>>>
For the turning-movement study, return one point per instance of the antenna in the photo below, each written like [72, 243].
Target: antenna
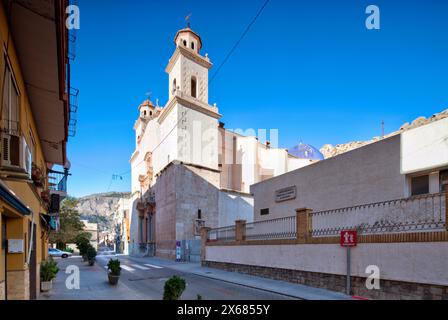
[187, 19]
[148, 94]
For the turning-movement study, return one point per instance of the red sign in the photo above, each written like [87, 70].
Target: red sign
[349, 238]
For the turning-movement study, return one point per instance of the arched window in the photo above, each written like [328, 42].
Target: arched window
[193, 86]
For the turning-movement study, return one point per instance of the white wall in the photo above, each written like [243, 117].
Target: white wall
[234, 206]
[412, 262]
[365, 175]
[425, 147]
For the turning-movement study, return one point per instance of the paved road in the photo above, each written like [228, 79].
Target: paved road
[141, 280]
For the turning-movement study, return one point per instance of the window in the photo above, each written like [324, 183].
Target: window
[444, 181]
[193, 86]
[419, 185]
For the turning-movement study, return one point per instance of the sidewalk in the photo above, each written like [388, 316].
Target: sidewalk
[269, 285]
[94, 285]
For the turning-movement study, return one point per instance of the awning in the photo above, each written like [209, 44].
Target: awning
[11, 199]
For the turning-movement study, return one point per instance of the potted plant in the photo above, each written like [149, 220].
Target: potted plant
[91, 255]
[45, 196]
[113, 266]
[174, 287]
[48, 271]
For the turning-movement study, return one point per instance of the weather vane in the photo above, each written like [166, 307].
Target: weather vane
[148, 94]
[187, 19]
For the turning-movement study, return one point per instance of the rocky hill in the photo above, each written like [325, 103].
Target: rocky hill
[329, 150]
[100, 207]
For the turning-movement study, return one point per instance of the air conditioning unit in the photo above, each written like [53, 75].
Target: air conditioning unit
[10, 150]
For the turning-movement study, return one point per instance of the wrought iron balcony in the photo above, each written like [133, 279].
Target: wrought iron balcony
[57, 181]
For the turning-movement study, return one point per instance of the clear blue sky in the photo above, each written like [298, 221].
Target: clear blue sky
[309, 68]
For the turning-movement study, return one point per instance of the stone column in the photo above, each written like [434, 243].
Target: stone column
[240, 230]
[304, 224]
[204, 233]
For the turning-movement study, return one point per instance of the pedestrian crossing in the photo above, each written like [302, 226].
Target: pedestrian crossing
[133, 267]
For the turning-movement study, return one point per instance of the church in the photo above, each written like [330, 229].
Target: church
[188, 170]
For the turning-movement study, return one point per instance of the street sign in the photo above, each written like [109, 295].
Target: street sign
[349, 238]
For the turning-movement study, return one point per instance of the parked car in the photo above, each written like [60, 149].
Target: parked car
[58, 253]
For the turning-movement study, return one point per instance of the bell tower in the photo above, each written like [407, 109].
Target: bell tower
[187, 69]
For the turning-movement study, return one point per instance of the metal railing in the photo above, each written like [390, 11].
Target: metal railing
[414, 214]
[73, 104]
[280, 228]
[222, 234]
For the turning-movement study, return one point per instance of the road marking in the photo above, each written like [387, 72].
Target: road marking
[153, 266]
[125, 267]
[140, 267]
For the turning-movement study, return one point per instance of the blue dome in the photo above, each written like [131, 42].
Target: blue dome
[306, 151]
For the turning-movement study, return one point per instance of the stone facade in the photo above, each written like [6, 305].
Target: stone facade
<<<
>>>
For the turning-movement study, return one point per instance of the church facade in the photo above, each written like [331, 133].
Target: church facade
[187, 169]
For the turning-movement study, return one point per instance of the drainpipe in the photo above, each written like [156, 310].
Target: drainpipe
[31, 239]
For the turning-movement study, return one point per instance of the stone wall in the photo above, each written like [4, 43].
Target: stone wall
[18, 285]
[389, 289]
<<<
## AIM:
Switch "turning-movement study" to "intersection survey" in the records from the line with "like [298, 221]." to the line with "Target: stone facade", and give back only those lines with nothing else altered.

## OUTPUT:
For the intersection survey, return one point per instance of the clear blue sky in the photo above, each written like [298, 221].
Target: clear blue sky
[309, 68]
For the intersection survey, return one point per instance of the stone column in the photo above, each written like [434, 243].
Target: stone column
[240, 230]
[304, 224]
[204, 233]
For the intersection survey, return one point per instance of the pedestrian crossing in the photo above, each written like [302, 226].
Target: pedestrian crossing
[133, 267]
For the intersection survey, return one point per instance of the church in the photo above, each written like [330, 229].
Target: church
[188, 170]
For the intersection survey, return one point per instance of the street sign in the photo above, each written like [109, 295].
Target: street sign
[349, 238]
For the intersection survey, return one point per instance of the parked car in the photo above, each written like [60, 149].
Target: parked car
[58, 253]
For the intersection survey, return one point per instance of the bell tower in the photo above, each written like [407, 109].
Target: bell tower
[187, 69]
For the intersection survey, return one point per instance of the metal railing in the photo above, each written like [390, 11].
Target: metal railing
[414, 214]
[73, 104]
[280, 228]
[222, 234]
For the intersection survey, return one point per instance of the road marking in the photo above, each written like [387, 72].
Target: road marking
[153, 266]
[125, 267]
[140, 267]
For the intersection survey, return one point per instance of the blue dome in the photo above, each written like [131, 42].
Target: blue dome
[306, 151]
For the intersection survey, return one point per instance of the stone facade in the photo above, each written like [6, 305].
Target: stone facade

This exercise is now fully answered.